Objective:
Reproduce every entry exactly.

(Object position labeling entries)
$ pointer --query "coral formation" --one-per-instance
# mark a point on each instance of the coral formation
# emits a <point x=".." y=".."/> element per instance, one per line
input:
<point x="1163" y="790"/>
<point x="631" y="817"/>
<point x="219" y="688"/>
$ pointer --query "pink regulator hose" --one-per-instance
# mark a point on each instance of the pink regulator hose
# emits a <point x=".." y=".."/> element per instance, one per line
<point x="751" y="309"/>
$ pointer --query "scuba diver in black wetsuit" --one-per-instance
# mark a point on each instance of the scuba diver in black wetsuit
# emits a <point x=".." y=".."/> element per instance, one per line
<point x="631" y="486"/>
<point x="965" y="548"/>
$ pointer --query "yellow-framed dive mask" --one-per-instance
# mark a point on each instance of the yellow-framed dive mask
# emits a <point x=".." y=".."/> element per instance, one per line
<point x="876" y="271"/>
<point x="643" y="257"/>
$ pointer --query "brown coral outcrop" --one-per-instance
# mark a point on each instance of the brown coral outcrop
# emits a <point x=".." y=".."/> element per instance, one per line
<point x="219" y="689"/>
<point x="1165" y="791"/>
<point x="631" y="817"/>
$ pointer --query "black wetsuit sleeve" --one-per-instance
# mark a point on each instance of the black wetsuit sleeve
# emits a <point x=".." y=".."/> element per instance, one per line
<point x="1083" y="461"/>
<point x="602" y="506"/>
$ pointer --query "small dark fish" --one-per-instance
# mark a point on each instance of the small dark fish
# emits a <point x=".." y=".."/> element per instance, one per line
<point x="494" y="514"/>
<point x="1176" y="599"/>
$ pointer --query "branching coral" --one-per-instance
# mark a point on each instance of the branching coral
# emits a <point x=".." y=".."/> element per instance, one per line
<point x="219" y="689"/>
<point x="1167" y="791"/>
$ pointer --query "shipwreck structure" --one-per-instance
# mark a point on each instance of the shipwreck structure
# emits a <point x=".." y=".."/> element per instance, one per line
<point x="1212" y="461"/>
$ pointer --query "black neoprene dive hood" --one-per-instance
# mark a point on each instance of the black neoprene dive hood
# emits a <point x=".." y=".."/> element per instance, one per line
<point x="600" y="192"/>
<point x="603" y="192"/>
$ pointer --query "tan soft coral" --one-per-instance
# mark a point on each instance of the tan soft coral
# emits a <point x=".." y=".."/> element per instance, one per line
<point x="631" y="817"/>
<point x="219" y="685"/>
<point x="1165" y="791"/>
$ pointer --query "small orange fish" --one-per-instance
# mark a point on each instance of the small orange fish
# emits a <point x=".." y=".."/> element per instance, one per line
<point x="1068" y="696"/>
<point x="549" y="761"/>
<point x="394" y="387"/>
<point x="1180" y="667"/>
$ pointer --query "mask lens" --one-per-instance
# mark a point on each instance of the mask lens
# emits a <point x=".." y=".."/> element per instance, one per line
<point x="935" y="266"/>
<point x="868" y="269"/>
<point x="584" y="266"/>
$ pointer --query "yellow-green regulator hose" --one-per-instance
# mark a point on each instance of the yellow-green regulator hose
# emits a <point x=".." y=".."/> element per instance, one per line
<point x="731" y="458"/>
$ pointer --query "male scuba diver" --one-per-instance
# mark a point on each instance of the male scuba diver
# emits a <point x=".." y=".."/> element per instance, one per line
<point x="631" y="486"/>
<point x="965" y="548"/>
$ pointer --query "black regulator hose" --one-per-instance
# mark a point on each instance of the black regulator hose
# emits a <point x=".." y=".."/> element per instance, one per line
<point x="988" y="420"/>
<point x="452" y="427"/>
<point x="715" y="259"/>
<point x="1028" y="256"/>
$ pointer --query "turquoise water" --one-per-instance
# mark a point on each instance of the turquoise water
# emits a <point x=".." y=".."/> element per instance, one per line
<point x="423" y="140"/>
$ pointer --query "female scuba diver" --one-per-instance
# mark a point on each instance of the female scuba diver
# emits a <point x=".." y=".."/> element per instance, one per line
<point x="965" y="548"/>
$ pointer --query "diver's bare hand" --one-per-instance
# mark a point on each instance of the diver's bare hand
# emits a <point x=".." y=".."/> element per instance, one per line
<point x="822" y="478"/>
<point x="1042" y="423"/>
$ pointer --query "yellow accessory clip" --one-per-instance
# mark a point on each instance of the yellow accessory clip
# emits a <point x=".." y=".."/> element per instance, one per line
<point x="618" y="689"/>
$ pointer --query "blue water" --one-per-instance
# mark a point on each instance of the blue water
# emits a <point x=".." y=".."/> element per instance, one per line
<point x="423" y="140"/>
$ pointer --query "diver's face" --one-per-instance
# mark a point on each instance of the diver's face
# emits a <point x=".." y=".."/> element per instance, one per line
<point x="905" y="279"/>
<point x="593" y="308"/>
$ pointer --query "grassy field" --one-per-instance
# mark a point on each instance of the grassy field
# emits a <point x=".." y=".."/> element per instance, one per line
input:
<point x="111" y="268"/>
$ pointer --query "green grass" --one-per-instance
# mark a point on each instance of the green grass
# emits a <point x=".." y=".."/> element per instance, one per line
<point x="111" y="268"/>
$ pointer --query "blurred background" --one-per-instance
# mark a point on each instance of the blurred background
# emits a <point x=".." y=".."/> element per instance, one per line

Solution to the problem:
$ pointer --query "coral formation" --one-per-instance
# mark a point on each instance of the coral formation
# emits a <point x=".." y=".."/> element per instance, one per line
input:
<point x="1163" y="790"/>
<point x="631" y="817"/>
<point x="219" y="688"/>
$ pointer --query "pink regulator hose" --one-per-instance
# mark a point on each instance of the pink regulator hose
# emits a <point x=".." y=".."/> element per instance, one per line
<point x="751" y="309"/>
$ pointer --query "scuba diver in black wetsuit" --one-per-instance
# mark a point on each instance of the scuba diver in black wetsuit
# emits a <point x=".." y=".."/> element per instance, one per line
<point x="631" y="486"/>
<point x="965" y="548"/>
$ pointer --query "yellow-framed dive mask" --one-per-instance
# mark a point on each instance of the yellow-framed dive mask
# emits a <point x=".." y=".."/> element per instance, one per line
<point x="876" y="271"/>
<point x="643" y="257"/>
$ pointer --query "brown coral outcrop" --one-per-instance
# mark a point on each instance of the brown coral outcrop
# emits a <point x=".." y=".."/> element per instance, one per line
<point x="219" y="689"/>
<point x="1165" y="791"/>
<point x="631" y="817"/>
$ pointer --query "black wetsuit sleeve" --one-per-instance
# mark a point on each instance of the black wetsuit sleeve
# emits a <point x=".." y=".."/> element per instance, one per line
<point x="1083" y="461"/>
<point x="602" y="506"/>
$ pointer --query "small dark fish" --one-per-instance
# mark a point on each instance of the small dark fish
# emits a <point x=".." y=".."/> element per instance, one per line
<point x="494" y="514"/>
<point x="1176" y="599"/>
$ pointer --query "branching coral" --one-per-instance
# mark a point on each instance of the branching coral
# emits a <point x=".." y=".."/> element per instance, one per line
<point x="219" y="689"/>
<point x="1167" y="791"/>
$ pointer --query "shipwreck structure" --one-per-instance
# mark a point on each instance of the shipwreck structure
# emits a <point x=".." y=".."/> element per instance, one per line
<point x="1212" y="461"/>
$ pointer --query "black neoprene dive hood" --one-per-instance
# mark a point on each instance of the black neoprene dive hood
# emits a <point x=".." y=".."/> element per instance, one per line
<point x="600" y="192"/>
<point x="603" y="192"/>
$ pointer --query "tan soft coral" --one-per-instance
# mark a point on each instance of the tan soft coral
# emits a <point x=".." y=".."/> element per instance, one per line
<point x="631" y="817"/>
<point x="219" y="685"/>
<point x="1165" y="791"/>
$ pointer --query "small orange fish" --one-per-instance
# mark a point on each instance of the small orange fish
# emits a <point x=".." y=".."/> element per instance, one per line
<point x="1068" y="696"/>
<point x="549" y="761"/>
<point x="394" y="387"/>
<point x="1180" y="667"/>
$ pointer --query "mask lens" --one-per-instance
# mark a point on each instance of the mask lens
# emits a <point x=".." y=".."/> element per instance, one per line
<point x="935" y="266"/>
<point x="868" y="269"/>
<point x="584" y="266"/>
$ pointer --query "yellow-green regulator hose" --one-per-instance
# mark a point on each instance of the yellow-green regulator hose
# emits a <point x=".." y=".."/> element per instance, one per line
<point x="731" y="458"/>
$ pointer --query "male scuba diver" --one-per-instance
# mark a point on each instance of the male scuba diver
# emits a <point x=".." y=".."/> element per instance, one per line
<point x="631" y="486"/>
<point x="965" y="548"/>
$ pointer --query "black regulator hose" --one-per-instance
# mark a point on each instance of the black regulator hose
# emits a <point x=".." y=".."/> element per instance, one per line
<point x="988" y="420"/>
<point x="452" y="427"/>
<point x="715" y="259"/>
<point x="1028" y="256"/>
$ pointer --query "turquoise water" --one-per-instance
# mark a point on each instance of the turquoise water
# emits a <point x=".." y=".."/> element per instance, one per line
<point x="423" y="140"/>
$ pointer --query "female scuba diver" --one-per-instance
# mark a point on each instance of the female scuba diver
# emits a <point x=".." y=".."/> element per instance, one per line
<point x="965" y="548"/>
$ pointer --query "diver's bare hand" --one-per-instance
# mark a point on each instance of the diver's bare hand
# emits a <point x=".." y=".."/> element per instance, one per line
<point x="822" y="478"/>
<point x="1042" y="423"/>
$ pointer --query "yellow accessory clip" --one-per-instance
# mark a point on each instance of the yellow accessory clip
# emits a <point x=".." y=".."/> element per instance, one per line
<point x="618" y="689"/>
$ pointer --query "blue water" --one-per-instance
# mark a point on each instance of the blue water
# emits a <point x=".." y=".."/> element per instance, one per line
<point x="423" y="140"/>
$ pointer --query "diver's face" --one-per-instance
# mark a point on each instance of the diver's face
# emits a <point x=".." y=".."/> element per instance, one per line
<point x="905" y="279"/>
<point x="593" y="308"/>
$ pointer --query "grassy field" --one-per-instance
# mark a point on each instance of the grassy field
# emits a <point x=".." y=".."/> element per instance, one per line
input:
<point x="111" y="268"/>
$ pointer --query "green grass" --one-per-instance
# mark a point on each instance of the green grass
# emits a <point x=".." y=".."/> element per instance, one per line
<point x="111" y="268"/>
$ pointer --query "blurred background" --one-per-instance
# mark a point on each instance of the blurred background
# emits a <point x=".." y=".."/> element per instance, one per line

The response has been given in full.